From the line that contains "Look at the photo above. For every instance of the stained" down to the last line of the listing below, reproduce each line exactly but not the pictures.

**Supplied entries:**

[Start of section]

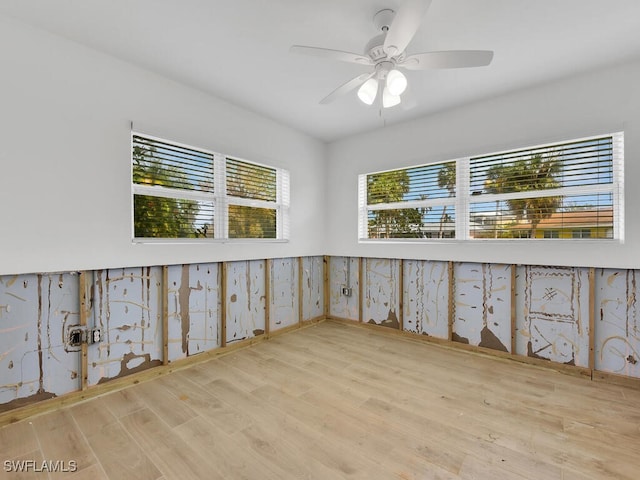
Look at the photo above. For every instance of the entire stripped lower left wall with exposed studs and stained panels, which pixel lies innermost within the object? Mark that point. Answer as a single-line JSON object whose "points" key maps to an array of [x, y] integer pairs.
{"points": [[138, 311]]}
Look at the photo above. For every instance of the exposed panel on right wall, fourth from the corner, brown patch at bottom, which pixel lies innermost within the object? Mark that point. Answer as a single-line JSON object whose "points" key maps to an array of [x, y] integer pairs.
{"points": [[482, 301]]}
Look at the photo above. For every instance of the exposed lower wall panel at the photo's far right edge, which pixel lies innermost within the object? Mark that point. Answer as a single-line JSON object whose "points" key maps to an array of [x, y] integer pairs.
{"points": [[617, 322]]}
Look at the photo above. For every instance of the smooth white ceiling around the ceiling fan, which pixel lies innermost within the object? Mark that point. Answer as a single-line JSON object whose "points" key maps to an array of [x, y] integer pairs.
{"points": [[238, 49]]}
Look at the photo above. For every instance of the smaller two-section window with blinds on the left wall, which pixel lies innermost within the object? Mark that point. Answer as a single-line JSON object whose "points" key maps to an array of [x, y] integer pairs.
{"points": [[181, 192]]}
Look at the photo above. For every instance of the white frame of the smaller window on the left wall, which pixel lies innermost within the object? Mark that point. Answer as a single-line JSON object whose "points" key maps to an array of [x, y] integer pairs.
{"points": [[220, 199]]}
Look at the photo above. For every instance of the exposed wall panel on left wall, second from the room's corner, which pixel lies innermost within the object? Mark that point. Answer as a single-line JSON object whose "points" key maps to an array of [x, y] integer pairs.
{"points": [[283, 294]]}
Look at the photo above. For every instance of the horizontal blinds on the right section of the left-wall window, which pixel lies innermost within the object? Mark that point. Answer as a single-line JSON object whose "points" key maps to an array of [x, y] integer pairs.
{"points": [[252, 194]]}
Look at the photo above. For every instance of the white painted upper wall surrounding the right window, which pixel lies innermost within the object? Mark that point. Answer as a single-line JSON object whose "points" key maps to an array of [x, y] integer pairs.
{"points": [[600, 102]]}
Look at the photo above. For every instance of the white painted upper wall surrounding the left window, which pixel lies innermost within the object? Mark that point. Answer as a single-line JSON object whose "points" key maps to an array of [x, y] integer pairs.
{"points": [[65, 195]]}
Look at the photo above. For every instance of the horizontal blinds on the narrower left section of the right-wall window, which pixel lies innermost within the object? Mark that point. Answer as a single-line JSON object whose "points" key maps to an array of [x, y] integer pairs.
{"points": [[416, 202]]}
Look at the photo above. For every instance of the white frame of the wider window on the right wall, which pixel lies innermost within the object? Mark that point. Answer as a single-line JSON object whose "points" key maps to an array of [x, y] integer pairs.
{"points": [[463, 200]]}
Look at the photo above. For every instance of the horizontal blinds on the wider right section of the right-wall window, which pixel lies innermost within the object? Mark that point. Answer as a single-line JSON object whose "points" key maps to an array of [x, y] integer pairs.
{"points": [[555, 191]]}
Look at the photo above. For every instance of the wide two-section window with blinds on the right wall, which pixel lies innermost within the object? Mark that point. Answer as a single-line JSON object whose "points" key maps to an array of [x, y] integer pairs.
{"points": [[548, 191]]}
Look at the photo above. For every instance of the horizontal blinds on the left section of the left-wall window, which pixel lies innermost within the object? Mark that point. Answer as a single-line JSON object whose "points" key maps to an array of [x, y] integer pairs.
{"points": [[173, 190]]}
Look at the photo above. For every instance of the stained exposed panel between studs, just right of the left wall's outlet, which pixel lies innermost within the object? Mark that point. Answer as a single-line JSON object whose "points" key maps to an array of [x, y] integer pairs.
{"points": [[127, 307]]}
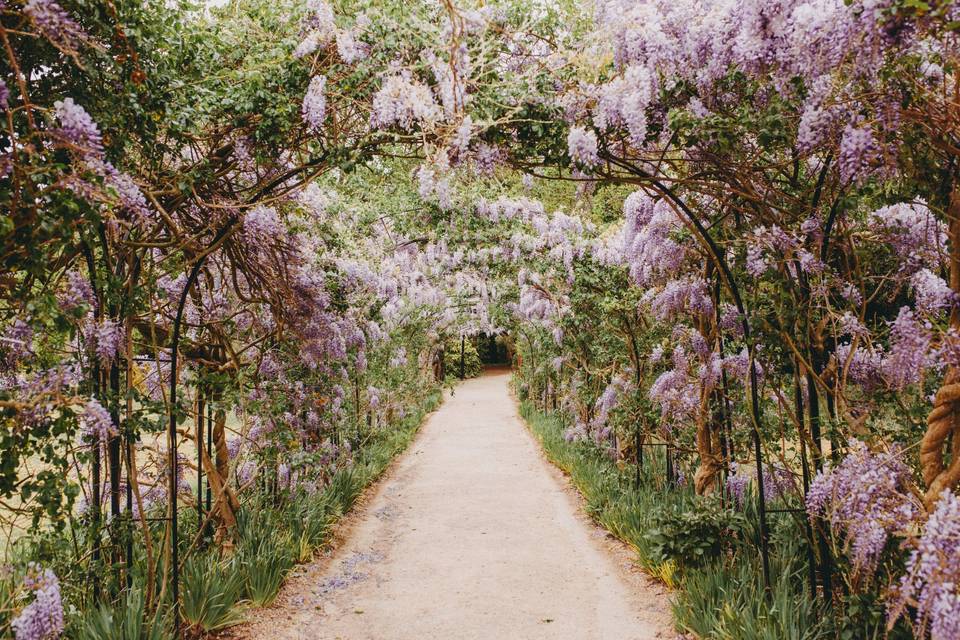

[End of section]

**Solution to the exercise:**
Look at the photo above. For every instance of the stained exposed panel between studs, just right of the left wall's outlet, which pixel lies innermost within the object? Mark that point. Answer as a single-line JSON object whose "points" key maps to an array of [x, y] integer pairs.
{"points": [[127, 307]]}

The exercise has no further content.